**GIVEN INSTRUCTION:**
Locate every line in the items that contains the word "photograph" and copy each one.

[start TASK INPUTS]

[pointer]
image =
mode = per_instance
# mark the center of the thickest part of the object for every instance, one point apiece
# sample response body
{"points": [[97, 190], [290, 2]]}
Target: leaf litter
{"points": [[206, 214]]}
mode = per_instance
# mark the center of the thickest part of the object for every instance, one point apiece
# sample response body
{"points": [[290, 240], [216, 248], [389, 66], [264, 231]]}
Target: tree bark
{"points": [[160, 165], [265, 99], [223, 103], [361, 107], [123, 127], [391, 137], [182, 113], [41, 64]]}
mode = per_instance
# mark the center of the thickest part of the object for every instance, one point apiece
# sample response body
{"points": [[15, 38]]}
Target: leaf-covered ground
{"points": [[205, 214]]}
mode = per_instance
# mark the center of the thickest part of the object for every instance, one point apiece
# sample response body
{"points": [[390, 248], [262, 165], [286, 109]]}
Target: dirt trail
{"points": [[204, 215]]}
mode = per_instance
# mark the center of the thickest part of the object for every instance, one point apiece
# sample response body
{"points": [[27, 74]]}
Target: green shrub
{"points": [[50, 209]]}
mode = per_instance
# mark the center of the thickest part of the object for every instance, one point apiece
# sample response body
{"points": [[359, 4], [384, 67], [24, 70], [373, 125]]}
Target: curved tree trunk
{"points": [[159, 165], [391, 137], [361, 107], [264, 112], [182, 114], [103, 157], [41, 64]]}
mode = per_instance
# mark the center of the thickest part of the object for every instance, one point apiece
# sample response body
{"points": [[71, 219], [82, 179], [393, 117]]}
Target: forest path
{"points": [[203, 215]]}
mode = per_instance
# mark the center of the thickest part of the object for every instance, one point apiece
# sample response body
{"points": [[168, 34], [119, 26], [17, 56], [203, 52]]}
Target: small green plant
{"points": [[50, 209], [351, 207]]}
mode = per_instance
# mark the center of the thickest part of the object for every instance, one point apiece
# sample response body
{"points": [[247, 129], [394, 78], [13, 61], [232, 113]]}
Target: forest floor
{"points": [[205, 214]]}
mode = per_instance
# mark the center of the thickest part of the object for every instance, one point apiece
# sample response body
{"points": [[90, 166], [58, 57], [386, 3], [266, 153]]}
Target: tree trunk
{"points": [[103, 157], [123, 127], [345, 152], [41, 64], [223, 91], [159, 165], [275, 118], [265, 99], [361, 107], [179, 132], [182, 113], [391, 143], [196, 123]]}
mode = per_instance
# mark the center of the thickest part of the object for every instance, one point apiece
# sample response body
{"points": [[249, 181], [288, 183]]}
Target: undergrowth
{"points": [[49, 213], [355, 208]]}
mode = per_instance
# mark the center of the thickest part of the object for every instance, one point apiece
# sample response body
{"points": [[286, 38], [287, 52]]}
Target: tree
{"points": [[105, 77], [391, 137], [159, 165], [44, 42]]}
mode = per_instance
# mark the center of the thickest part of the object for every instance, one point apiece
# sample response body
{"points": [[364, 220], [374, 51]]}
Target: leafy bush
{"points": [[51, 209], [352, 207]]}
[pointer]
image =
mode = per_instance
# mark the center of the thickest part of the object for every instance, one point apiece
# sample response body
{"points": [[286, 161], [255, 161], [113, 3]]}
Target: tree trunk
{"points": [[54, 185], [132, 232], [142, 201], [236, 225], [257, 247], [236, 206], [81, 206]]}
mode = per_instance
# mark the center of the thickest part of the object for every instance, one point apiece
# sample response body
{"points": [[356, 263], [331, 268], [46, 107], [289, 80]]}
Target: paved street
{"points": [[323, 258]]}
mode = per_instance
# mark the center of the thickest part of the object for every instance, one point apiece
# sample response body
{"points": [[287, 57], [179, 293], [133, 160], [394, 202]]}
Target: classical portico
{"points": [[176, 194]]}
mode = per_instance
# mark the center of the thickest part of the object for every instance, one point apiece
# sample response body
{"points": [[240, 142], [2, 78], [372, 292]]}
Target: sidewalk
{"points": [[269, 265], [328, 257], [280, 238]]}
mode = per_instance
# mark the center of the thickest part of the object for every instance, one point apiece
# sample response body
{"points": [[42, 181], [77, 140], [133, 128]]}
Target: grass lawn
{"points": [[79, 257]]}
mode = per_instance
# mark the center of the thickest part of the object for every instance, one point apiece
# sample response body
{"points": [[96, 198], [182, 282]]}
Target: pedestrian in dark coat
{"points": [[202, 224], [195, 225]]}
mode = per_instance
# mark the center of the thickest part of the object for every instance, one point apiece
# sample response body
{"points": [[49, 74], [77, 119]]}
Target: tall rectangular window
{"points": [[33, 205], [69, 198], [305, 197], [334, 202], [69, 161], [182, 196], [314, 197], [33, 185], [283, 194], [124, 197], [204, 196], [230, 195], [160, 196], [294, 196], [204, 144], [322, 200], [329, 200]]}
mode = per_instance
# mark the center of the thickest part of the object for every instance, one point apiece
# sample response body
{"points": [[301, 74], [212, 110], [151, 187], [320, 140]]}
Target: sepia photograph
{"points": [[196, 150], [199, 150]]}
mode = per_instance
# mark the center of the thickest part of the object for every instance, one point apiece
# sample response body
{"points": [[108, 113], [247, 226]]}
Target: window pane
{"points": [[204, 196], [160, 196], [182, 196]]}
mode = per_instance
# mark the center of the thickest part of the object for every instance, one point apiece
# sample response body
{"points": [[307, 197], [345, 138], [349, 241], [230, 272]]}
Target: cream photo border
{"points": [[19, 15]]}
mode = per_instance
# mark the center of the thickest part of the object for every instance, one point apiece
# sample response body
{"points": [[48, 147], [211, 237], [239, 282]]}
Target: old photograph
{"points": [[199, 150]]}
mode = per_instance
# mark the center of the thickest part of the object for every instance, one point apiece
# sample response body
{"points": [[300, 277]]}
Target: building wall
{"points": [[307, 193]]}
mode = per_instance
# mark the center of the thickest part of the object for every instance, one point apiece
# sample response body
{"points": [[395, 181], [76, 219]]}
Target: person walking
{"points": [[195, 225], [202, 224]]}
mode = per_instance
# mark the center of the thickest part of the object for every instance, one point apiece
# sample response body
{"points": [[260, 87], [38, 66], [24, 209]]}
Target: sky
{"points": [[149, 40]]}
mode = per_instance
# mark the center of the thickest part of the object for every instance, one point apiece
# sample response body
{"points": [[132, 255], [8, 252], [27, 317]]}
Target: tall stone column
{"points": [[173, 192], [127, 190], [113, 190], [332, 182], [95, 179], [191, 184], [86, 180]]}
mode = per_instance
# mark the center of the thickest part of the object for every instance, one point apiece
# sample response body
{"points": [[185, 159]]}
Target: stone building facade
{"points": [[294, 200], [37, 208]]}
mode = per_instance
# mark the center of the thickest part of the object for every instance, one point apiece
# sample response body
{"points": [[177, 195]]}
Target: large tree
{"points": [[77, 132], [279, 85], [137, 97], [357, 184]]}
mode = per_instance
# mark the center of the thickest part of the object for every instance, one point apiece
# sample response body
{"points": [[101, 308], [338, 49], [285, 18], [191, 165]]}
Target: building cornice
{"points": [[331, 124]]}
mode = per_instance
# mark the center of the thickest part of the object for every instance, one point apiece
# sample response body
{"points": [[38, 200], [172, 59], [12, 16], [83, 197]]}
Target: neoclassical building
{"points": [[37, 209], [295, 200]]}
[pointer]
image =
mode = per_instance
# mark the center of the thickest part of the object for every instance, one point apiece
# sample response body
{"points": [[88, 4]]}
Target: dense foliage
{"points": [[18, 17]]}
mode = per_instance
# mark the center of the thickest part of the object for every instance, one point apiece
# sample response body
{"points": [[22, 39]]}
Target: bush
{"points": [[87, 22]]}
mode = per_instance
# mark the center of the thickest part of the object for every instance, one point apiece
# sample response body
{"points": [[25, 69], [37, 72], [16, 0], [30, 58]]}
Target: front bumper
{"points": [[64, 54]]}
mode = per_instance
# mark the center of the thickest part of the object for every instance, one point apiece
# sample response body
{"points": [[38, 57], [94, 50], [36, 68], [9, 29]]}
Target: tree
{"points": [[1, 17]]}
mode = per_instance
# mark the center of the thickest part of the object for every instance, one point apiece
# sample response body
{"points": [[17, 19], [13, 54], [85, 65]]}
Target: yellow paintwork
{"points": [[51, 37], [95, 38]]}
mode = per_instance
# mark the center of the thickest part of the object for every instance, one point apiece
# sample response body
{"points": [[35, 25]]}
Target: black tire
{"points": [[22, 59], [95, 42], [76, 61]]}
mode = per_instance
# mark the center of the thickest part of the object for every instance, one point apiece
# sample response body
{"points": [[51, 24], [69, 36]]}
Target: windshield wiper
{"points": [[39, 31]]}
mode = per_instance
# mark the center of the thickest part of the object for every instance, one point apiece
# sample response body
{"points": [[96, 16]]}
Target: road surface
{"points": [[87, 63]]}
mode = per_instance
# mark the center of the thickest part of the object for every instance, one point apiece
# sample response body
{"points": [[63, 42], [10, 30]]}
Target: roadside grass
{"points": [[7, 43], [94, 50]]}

[end TASK INPUTS]

**OUTPUT OF THE EXERCISE:**
Target: sepia photograph
Target: old photograph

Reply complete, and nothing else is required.